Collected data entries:
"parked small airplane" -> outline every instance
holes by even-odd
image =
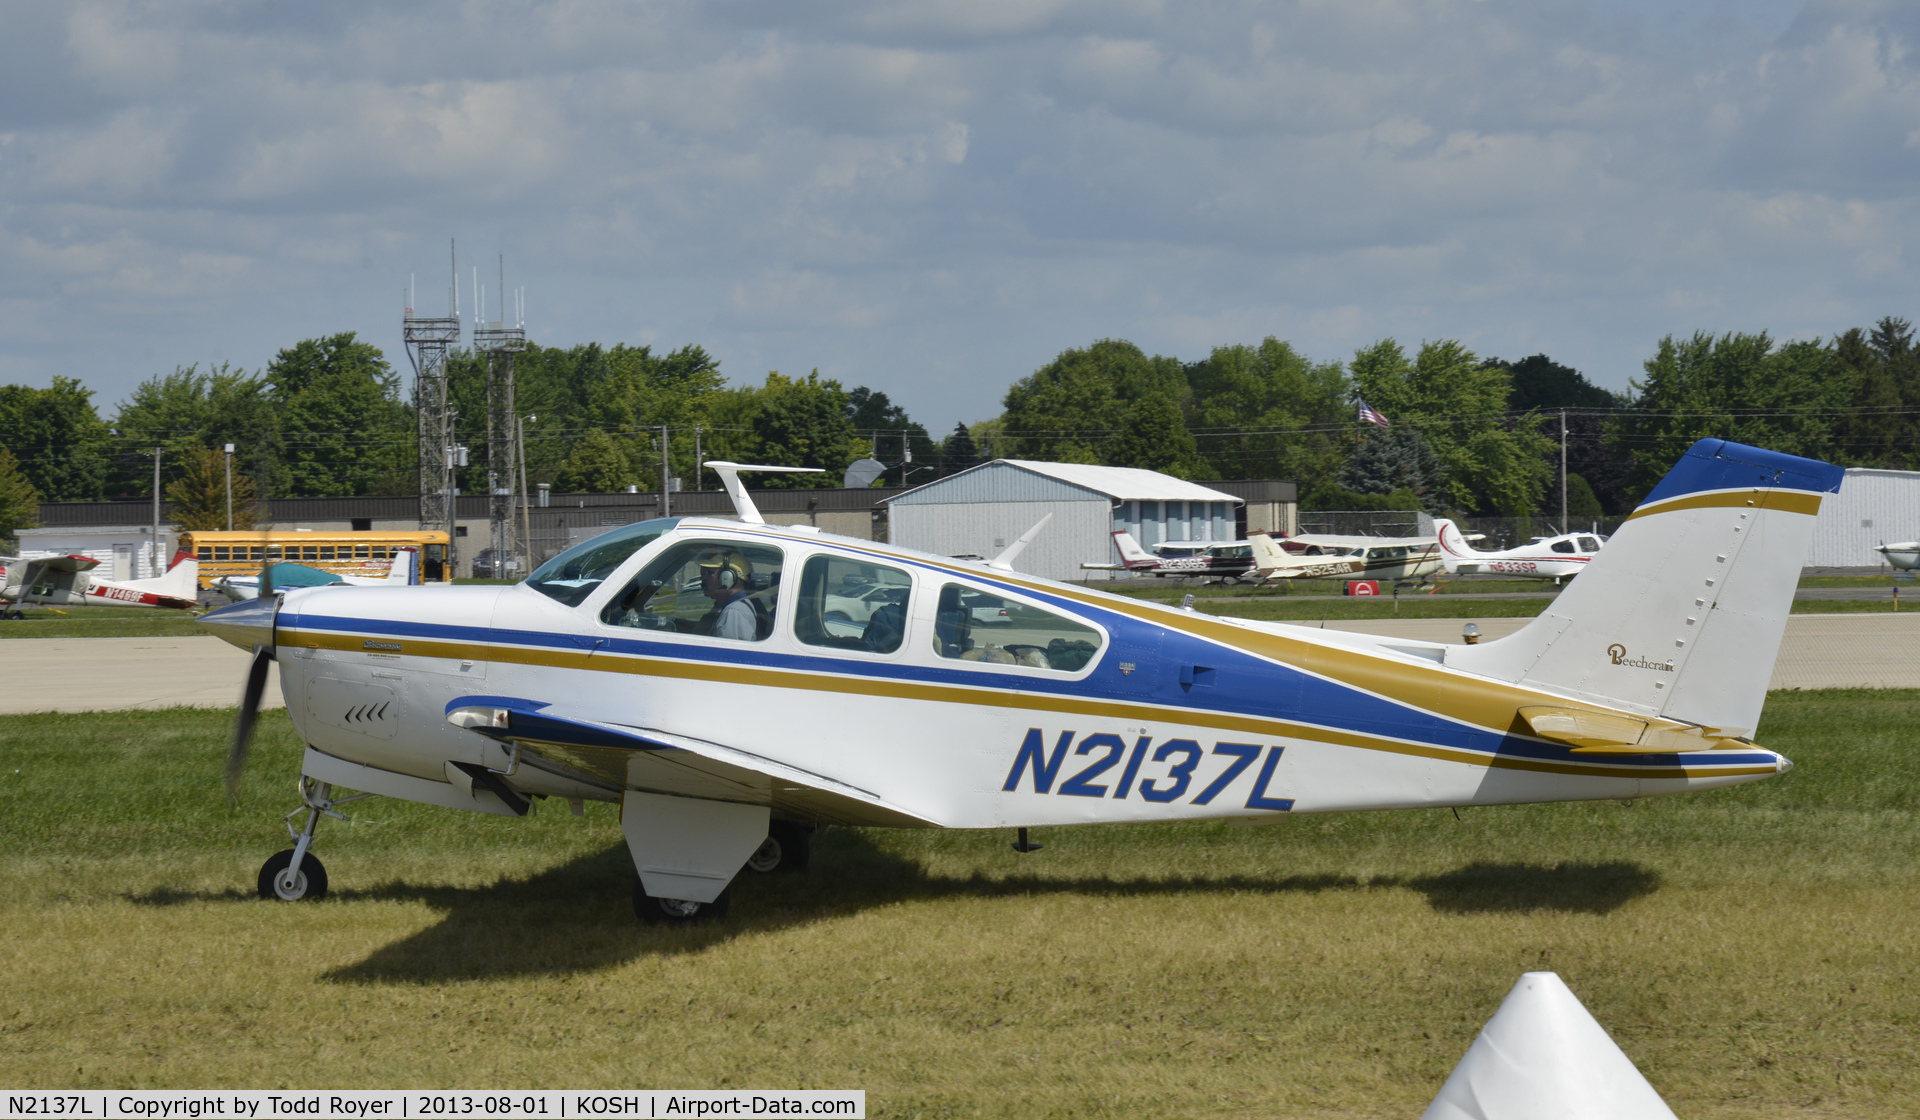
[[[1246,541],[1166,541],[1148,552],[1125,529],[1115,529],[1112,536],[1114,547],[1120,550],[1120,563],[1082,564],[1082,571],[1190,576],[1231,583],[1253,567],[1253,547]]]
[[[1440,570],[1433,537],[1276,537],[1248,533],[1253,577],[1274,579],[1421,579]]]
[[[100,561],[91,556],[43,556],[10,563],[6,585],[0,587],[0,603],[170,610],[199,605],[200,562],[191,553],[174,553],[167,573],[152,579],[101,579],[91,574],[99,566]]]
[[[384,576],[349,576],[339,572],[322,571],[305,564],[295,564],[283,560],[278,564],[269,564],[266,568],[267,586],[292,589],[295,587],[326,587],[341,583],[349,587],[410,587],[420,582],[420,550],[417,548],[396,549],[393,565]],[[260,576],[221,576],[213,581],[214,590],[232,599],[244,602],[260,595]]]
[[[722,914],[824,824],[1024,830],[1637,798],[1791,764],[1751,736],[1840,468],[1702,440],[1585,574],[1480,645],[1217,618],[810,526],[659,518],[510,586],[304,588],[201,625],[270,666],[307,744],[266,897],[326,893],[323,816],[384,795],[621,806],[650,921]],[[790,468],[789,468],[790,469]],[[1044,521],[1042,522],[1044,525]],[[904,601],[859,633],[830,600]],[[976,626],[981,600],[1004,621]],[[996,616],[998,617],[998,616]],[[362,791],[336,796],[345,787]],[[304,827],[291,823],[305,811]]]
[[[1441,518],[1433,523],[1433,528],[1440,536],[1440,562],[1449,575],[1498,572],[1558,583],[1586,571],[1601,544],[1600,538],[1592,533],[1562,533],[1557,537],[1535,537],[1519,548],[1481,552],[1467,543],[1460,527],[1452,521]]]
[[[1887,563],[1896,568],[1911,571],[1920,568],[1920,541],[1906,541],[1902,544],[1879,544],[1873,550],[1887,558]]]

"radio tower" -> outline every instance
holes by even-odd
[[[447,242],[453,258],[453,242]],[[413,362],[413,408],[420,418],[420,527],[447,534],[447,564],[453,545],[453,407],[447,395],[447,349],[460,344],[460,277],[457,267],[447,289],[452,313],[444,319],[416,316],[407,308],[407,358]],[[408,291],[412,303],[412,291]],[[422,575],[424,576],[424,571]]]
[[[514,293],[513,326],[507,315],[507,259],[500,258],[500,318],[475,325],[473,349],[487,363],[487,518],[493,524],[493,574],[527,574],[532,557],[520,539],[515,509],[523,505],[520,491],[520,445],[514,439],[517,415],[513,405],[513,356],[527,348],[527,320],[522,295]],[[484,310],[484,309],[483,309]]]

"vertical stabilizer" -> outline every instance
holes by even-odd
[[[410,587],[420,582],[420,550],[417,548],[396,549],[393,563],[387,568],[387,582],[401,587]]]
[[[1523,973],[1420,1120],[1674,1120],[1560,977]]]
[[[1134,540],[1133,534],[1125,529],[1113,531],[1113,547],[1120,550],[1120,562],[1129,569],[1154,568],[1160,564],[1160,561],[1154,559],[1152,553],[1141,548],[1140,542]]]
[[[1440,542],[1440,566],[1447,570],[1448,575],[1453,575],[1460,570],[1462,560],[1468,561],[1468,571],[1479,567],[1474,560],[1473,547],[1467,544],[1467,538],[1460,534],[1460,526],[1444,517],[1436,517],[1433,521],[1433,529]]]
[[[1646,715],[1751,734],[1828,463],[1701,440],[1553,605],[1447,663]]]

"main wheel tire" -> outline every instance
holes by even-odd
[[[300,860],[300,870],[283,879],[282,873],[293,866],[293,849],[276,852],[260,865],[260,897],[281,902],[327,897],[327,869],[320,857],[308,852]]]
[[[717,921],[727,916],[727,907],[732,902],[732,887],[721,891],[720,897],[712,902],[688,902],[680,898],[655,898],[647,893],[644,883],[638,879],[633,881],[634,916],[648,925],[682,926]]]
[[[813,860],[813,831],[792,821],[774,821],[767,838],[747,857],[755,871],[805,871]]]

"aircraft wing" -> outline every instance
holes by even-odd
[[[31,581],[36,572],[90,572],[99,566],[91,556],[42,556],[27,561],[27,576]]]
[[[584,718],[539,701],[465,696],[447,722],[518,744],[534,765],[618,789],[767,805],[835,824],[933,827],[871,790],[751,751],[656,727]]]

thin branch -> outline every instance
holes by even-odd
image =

==

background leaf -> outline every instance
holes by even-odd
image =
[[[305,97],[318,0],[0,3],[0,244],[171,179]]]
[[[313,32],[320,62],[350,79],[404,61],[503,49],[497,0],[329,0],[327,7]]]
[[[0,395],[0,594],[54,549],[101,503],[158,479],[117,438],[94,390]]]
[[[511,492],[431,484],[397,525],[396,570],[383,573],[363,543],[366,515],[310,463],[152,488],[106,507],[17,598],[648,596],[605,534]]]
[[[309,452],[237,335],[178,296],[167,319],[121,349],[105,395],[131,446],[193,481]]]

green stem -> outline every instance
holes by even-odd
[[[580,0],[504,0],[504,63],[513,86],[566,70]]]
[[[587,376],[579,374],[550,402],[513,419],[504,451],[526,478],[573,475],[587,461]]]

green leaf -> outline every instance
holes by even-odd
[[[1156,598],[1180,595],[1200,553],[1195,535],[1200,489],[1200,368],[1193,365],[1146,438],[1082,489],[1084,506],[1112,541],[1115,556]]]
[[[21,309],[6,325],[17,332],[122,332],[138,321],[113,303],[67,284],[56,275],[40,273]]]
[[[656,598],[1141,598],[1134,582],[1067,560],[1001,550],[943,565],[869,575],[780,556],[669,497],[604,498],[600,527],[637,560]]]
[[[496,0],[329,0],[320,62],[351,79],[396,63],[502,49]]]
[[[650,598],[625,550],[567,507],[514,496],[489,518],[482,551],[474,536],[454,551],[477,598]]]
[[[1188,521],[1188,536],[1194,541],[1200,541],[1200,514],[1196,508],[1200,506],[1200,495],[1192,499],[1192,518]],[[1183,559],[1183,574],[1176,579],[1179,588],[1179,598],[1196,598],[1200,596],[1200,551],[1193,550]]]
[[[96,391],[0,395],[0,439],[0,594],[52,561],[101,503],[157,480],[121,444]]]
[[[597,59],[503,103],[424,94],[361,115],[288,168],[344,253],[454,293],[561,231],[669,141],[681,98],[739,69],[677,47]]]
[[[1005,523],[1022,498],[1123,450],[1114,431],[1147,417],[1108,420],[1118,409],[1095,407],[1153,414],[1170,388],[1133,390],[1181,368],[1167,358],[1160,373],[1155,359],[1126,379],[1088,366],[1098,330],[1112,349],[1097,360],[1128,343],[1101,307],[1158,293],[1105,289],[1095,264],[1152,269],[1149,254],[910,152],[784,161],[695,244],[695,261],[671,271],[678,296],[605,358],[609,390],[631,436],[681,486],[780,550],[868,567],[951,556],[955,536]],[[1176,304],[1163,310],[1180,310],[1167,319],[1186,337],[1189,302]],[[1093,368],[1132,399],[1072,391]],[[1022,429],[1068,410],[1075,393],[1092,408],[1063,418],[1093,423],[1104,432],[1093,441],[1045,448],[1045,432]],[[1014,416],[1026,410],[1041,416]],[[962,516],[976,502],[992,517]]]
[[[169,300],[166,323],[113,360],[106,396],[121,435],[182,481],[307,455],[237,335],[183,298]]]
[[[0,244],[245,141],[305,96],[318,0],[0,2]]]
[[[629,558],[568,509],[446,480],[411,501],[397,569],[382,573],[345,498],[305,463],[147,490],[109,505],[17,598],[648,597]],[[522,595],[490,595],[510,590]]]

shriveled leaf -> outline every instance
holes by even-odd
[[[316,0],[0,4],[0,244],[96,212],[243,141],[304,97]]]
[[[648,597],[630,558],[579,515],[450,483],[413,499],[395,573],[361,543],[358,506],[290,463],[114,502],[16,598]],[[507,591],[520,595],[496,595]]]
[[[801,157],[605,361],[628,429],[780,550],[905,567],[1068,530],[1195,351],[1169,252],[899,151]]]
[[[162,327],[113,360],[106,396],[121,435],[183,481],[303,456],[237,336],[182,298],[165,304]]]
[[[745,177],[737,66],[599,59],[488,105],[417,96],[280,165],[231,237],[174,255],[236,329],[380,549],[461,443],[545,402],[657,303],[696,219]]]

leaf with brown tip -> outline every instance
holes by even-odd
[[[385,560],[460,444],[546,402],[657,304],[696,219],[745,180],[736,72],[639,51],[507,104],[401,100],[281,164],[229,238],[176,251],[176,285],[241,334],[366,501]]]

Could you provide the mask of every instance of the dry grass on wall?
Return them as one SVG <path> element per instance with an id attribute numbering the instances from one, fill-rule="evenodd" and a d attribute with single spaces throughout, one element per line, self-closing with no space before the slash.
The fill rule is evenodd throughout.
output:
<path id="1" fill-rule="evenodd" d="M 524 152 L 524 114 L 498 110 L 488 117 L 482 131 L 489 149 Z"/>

**EXERCISE DIRECTIONS**
From the entries above, extract only the lines running from the one containing "Could you provide" through the one containing "The fill rule is evenodd throughout.", inclusive.

**WRITTEN ANSWER**
Could you provide the mask of every instance of the dry grass on wall?
Return them as one SVG <path> element per instance with an id attribute numbering the instances from one, fill-rule="evenodd" and a d attribute with single spaces throughout, one element per line, self-closing with no space before the slash.
The fill rule is evenodd throughout.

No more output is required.